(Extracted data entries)
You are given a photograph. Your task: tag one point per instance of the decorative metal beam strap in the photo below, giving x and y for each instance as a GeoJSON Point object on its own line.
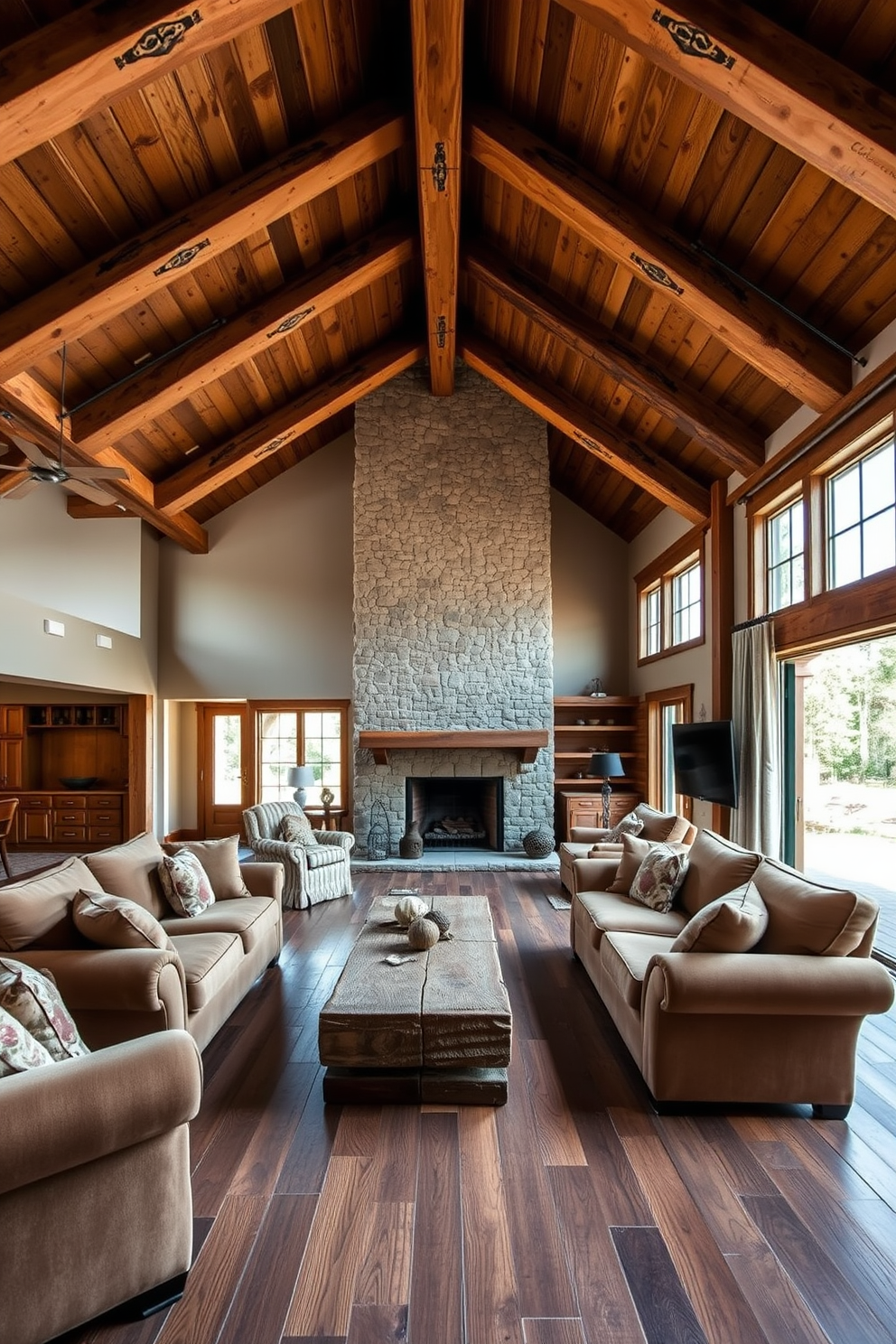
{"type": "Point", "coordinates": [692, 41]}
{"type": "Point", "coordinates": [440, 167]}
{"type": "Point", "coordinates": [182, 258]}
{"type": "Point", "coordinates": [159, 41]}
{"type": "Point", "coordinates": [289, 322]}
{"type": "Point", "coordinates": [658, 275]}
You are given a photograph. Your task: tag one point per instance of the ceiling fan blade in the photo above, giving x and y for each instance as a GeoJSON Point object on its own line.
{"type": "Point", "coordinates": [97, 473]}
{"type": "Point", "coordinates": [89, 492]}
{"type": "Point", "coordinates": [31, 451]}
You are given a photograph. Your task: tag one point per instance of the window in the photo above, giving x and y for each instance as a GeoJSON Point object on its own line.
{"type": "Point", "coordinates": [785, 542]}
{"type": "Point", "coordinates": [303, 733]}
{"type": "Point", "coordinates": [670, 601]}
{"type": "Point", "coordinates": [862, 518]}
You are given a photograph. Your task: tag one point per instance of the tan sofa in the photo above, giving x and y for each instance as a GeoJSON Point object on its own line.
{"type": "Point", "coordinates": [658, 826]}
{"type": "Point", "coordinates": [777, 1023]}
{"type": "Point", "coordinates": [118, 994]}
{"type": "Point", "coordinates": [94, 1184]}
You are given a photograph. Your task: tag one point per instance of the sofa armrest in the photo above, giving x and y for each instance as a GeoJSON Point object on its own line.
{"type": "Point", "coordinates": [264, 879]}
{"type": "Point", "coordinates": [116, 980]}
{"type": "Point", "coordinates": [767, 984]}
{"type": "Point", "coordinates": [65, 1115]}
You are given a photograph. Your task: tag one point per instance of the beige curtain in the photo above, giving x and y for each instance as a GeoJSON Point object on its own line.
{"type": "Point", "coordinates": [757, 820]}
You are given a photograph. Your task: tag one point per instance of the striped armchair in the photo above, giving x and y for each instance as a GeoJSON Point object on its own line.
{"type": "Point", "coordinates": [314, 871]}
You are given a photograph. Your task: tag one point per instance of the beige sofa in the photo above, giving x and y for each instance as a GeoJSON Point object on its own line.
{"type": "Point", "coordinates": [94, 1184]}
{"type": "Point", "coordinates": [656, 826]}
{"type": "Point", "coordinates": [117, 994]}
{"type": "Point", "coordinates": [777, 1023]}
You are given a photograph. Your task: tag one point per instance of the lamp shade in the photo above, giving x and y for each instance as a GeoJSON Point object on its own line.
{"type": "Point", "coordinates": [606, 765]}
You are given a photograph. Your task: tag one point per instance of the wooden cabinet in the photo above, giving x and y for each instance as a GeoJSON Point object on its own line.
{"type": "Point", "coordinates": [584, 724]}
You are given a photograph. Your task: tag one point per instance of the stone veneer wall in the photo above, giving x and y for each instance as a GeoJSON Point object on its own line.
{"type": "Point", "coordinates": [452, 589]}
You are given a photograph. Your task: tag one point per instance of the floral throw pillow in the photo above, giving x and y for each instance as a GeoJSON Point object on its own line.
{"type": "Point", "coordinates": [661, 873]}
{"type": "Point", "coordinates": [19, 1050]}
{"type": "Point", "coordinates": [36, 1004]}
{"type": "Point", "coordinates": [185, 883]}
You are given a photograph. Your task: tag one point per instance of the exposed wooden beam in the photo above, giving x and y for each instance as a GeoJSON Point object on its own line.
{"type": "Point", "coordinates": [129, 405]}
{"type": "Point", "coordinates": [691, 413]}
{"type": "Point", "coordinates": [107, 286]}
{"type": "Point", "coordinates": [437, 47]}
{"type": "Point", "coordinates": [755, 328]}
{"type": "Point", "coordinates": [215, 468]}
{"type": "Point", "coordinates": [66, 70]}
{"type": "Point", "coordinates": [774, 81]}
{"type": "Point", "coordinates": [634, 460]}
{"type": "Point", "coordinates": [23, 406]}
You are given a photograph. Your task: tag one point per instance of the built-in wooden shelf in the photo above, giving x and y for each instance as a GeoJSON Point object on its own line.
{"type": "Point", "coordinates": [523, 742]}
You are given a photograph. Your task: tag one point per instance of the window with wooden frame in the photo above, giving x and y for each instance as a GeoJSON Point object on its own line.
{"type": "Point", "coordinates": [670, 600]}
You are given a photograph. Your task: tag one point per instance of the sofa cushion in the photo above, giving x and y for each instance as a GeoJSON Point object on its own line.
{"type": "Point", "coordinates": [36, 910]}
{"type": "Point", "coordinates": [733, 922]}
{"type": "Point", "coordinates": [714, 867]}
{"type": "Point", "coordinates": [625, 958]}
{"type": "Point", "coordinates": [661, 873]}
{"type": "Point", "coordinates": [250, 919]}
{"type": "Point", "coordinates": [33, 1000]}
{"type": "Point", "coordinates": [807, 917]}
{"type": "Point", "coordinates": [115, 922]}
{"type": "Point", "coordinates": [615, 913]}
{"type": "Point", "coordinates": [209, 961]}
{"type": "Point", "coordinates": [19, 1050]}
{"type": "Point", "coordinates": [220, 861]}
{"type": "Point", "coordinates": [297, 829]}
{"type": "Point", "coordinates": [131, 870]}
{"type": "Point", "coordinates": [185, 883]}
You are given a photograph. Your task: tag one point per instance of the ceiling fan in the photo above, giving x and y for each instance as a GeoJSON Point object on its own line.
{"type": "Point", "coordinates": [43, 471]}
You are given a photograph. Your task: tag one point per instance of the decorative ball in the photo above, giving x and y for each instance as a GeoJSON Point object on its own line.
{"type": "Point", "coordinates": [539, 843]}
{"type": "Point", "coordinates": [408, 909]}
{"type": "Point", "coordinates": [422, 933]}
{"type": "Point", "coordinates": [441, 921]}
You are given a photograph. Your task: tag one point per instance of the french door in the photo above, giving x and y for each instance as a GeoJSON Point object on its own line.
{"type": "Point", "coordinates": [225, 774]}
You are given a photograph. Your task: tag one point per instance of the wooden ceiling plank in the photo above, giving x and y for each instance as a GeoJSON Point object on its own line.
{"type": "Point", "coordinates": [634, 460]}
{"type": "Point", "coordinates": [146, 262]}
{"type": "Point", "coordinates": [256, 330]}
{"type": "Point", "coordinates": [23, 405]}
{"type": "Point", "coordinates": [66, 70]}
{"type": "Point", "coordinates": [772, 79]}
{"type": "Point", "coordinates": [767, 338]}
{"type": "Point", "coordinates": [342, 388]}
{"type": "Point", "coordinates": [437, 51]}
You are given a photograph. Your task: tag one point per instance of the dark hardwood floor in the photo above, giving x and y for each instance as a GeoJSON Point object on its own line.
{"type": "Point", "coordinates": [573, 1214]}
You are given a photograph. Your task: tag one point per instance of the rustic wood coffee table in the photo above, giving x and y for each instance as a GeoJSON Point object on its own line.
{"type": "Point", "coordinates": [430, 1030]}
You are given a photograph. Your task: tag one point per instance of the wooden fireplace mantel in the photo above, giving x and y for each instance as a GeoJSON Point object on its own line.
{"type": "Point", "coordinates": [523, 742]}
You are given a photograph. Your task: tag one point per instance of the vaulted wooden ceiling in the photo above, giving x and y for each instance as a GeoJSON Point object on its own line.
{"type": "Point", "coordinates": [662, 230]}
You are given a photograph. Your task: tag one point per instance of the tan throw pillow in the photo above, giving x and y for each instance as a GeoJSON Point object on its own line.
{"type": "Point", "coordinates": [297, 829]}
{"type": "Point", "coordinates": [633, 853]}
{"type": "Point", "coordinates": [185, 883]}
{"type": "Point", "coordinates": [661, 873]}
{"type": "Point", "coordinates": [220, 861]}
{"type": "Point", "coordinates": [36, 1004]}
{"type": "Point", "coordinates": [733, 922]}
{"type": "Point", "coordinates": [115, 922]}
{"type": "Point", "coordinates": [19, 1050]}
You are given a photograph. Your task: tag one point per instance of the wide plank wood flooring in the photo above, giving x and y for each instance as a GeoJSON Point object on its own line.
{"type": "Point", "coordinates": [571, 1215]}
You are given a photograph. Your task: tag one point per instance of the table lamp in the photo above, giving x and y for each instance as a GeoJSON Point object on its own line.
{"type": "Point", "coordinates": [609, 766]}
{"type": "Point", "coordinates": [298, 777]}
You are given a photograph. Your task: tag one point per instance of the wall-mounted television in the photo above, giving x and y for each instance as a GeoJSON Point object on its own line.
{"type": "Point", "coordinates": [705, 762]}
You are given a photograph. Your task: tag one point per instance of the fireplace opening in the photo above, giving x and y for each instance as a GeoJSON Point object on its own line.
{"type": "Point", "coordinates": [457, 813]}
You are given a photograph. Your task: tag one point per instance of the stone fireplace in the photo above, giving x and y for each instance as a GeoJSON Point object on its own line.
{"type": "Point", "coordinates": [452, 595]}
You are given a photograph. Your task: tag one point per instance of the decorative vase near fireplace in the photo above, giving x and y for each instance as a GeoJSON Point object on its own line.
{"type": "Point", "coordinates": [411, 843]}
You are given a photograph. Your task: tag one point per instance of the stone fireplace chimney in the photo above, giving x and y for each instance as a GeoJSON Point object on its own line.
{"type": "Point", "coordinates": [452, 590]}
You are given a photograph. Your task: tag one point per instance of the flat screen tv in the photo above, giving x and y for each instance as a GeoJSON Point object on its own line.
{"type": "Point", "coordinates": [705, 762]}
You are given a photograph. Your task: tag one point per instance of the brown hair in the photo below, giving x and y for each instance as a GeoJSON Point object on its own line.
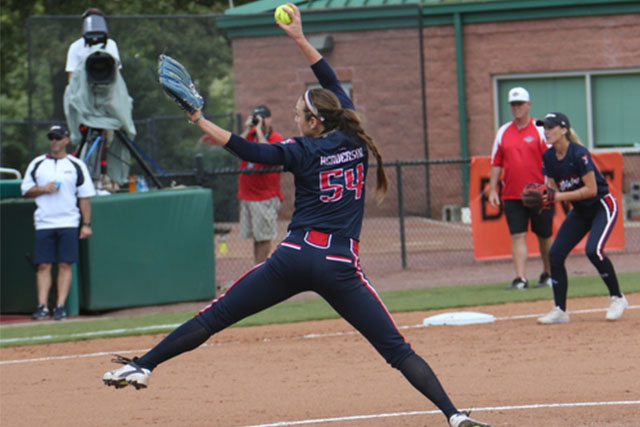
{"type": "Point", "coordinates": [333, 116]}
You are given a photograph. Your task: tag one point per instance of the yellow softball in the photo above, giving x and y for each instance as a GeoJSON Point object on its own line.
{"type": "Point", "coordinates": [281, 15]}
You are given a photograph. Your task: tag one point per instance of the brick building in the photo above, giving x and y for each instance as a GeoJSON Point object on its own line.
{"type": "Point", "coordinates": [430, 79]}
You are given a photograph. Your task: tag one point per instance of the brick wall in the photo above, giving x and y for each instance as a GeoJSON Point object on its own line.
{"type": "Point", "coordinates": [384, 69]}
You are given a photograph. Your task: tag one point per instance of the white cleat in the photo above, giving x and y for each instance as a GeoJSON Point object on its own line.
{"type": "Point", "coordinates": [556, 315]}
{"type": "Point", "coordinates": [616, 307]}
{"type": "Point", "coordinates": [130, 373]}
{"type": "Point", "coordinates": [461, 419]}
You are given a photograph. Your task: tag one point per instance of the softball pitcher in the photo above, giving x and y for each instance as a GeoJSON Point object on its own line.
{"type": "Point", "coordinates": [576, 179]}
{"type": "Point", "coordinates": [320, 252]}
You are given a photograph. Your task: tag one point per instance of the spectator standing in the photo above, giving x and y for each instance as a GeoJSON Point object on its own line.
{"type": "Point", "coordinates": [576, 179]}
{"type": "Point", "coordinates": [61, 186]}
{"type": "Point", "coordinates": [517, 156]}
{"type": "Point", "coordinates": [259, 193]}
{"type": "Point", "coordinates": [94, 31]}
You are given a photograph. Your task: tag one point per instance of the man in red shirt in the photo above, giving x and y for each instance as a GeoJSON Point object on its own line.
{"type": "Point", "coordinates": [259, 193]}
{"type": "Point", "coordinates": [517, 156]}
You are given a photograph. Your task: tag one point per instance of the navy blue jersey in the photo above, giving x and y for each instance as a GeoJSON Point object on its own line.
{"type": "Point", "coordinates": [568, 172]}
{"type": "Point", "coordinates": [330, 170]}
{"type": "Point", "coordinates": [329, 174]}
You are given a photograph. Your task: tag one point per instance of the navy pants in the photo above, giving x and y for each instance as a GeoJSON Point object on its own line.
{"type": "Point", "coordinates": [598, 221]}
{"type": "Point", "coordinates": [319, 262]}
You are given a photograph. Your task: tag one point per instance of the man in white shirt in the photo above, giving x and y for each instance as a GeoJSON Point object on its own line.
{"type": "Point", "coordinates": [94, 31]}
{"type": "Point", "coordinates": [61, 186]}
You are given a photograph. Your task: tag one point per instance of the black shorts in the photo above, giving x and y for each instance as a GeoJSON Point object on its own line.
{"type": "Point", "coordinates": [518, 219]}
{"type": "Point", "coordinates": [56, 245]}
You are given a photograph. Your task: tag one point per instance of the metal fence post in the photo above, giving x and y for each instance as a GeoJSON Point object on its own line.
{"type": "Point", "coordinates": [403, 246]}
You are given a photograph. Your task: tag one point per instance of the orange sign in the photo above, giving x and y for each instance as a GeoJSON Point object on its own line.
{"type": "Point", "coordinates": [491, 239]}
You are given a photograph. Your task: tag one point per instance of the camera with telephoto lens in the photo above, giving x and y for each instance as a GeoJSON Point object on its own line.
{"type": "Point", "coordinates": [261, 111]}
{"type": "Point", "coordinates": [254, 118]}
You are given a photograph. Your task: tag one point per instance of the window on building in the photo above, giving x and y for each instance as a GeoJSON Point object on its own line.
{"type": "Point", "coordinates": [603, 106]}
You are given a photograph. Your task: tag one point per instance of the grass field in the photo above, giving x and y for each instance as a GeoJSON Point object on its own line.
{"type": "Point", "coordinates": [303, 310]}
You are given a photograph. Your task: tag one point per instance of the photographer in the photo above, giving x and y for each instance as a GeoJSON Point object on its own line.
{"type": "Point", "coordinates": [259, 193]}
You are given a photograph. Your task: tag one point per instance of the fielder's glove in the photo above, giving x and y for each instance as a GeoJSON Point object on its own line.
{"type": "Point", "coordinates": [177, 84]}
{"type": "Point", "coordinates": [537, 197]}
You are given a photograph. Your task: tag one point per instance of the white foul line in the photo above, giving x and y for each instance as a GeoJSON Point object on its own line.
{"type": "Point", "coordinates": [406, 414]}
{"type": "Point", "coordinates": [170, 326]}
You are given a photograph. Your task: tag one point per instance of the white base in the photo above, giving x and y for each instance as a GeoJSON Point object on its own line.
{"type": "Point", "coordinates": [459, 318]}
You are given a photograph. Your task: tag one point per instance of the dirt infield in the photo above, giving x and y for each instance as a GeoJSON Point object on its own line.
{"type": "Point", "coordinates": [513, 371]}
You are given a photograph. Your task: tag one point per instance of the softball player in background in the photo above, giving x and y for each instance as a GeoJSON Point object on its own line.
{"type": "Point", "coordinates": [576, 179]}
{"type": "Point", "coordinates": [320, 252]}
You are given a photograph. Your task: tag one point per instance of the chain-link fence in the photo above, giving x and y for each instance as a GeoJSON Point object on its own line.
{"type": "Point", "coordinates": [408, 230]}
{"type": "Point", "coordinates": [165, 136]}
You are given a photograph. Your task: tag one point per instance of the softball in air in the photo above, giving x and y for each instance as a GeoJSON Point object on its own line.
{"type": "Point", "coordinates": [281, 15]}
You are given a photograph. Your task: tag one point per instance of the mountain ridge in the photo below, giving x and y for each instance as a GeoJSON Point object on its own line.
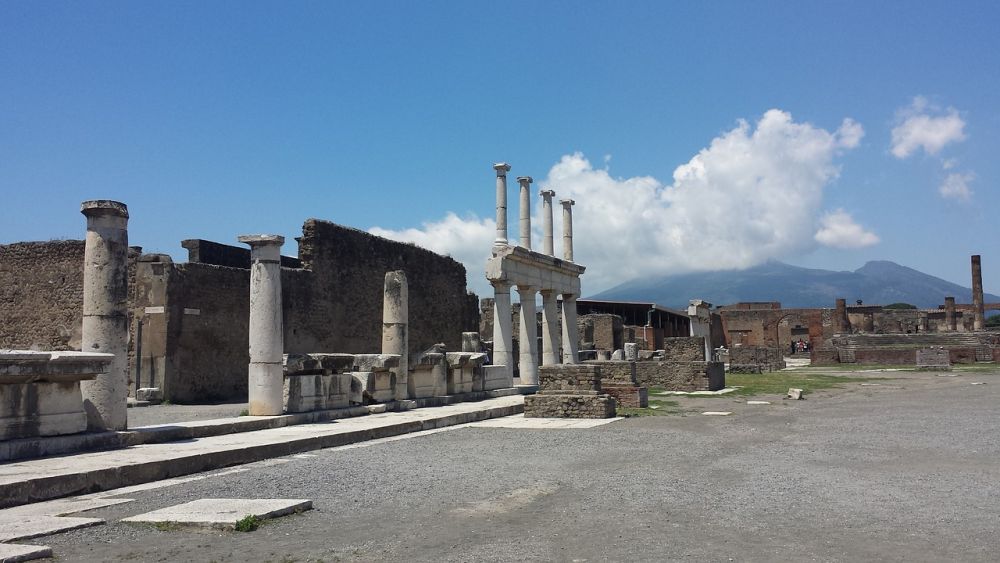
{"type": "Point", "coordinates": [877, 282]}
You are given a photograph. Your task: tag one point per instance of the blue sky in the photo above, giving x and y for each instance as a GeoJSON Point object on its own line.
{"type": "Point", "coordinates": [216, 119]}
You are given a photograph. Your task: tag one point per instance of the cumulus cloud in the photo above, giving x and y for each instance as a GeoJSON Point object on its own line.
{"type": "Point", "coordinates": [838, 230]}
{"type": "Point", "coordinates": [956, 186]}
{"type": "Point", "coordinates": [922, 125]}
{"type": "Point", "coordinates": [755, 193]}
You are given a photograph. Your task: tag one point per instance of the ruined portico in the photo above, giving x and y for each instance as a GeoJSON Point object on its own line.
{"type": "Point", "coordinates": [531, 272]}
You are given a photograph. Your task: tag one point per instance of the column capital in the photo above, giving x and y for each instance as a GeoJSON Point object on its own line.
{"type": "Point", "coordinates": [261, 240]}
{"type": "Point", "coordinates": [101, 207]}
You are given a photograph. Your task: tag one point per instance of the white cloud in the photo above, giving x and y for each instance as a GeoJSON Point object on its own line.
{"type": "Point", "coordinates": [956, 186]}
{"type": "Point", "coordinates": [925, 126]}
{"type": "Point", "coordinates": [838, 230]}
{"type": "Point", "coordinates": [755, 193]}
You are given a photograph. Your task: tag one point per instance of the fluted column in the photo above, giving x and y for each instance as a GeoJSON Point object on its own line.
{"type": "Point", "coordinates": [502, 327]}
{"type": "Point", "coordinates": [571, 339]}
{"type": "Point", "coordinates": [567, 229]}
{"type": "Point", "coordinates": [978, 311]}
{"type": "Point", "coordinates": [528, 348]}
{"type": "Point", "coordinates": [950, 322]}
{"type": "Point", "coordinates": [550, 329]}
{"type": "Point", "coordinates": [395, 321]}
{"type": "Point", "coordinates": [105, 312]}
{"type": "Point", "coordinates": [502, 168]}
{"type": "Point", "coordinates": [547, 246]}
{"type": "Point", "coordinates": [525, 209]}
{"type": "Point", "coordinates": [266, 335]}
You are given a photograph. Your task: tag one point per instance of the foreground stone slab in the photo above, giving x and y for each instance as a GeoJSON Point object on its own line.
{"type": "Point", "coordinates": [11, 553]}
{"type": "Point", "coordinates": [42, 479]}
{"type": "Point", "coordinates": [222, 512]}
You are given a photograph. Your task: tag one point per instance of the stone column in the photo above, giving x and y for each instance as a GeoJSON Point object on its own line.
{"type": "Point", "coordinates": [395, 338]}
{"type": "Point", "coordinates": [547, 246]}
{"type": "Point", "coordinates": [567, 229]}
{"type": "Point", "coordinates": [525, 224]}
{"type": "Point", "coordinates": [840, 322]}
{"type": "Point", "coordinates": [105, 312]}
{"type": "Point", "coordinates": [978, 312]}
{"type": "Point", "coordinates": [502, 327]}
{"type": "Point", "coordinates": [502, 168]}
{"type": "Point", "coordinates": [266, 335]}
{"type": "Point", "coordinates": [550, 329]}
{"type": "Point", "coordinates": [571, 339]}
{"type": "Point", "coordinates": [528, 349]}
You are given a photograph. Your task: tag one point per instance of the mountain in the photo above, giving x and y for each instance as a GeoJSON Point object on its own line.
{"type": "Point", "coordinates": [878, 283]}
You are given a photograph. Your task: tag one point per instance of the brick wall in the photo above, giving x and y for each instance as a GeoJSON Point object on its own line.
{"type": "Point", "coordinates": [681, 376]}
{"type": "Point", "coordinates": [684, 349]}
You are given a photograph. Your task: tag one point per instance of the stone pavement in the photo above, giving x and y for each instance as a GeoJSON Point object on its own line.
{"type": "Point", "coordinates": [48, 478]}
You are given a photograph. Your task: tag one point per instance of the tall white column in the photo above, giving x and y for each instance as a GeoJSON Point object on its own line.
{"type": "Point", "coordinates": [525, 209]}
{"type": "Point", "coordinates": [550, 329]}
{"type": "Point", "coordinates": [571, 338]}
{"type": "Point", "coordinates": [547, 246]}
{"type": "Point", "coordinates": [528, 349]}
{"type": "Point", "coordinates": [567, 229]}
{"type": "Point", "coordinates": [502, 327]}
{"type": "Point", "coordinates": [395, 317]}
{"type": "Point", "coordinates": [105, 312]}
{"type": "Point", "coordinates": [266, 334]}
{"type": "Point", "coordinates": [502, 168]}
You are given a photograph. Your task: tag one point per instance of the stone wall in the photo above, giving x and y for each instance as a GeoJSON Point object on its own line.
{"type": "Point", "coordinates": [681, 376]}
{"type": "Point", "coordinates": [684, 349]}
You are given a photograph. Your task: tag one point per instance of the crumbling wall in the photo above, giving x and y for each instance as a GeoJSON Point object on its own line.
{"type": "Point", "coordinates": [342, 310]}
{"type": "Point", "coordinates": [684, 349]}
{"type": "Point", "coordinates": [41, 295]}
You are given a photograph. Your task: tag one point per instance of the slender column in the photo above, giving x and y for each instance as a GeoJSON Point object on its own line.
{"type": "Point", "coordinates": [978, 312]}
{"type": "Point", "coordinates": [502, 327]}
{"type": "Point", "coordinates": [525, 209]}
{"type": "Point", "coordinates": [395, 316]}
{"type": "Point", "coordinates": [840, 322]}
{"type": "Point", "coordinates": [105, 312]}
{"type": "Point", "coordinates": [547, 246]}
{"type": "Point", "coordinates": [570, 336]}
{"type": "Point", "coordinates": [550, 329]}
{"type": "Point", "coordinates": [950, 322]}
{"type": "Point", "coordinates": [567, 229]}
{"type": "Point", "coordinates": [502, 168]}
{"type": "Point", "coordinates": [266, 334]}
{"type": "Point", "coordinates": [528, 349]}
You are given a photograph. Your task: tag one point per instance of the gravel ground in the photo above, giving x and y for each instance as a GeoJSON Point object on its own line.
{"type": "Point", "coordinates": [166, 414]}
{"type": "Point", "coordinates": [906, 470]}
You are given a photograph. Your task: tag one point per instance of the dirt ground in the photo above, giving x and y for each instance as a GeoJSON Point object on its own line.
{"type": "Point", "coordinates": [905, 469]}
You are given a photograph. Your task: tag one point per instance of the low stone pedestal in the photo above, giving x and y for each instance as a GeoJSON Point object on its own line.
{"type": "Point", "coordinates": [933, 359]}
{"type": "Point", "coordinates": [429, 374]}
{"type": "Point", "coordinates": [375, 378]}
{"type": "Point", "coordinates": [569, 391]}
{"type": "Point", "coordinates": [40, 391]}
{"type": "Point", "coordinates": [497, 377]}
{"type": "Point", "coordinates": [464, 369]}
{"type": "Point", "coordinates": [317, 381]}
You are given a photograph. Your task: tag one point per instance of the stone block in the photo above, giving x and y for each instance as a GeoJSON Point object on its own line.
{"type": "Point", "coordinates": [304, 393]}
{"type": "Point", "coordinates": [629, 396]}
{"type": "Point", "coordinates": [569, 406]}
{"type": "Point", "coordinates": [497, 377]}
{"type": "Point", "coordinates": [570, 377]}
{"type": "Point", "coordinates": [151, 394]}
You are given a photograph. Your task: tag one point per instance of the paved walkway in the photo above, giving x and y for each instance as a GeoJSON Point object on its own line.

■ AIM ■
Reproduce without any changes the lines above, starting at the line that contains "of the gravel" and running through the last line of the records.

■ COMPLETE OUTPUT ■
You are given a photograph. Your task: tag one point per instance of the gravel ground in the photo above, giving x and y for each instance as a GeoJSON Point object on its own line.
{"type": "Point", "coordinates": [166, 414]}
{"type": "Point", "coordinates": [906, 470]}
You are given a photograph. Your task: tag one point per instance of the dirt ground in the photo above, giving x and y for each instance as a GeoJSON Point object on its own line.
{"type": "Point", "coordinates": [905, 469]}
You are given a photograph. Your task: tag one point per instance of the low stone pedestal in the photo above, giving x and y for each instance as a GeoJSON Point object on its own line.
{"type": "Point", "coordinates": [933, 359]}
{"type": "Point", "coordinates": [429, 374]}
{"type": "Point", "coordinates": [375, 378]}
{"type": "Point", "coordinates": [569, 391]}
{"type": "Point", "coordinates": [40, 391]}
{"type": "Point", "coordinates": [497, 377]}
{"type": "Point", "coordinates": [464, 369]}
{"type": "Point", "coordinates": [317, 381]}
You are given a photograph. Your task: tag one point per instance of the stone block in the photo above, giving x and y for each instance as a GeoJSON Point object on its own line.
{"type": "Point", "coordinates": [304, 393]}
{"type": "Point", "coordinates": [629, 396]}
{"type": "Point", "coordinates": [569, 406]}
{"type": "Point", "coordinates": [497, 377]}
{"type": "Point", "coordinates": [570, 377]}
{"type": "Point", "coordinates": [151, 394]}
You are given a photograph. Your task: tag one point per instance of the paved walkway in the photo above, giving x and y for each instance as a GeoJSON Point object on its own line.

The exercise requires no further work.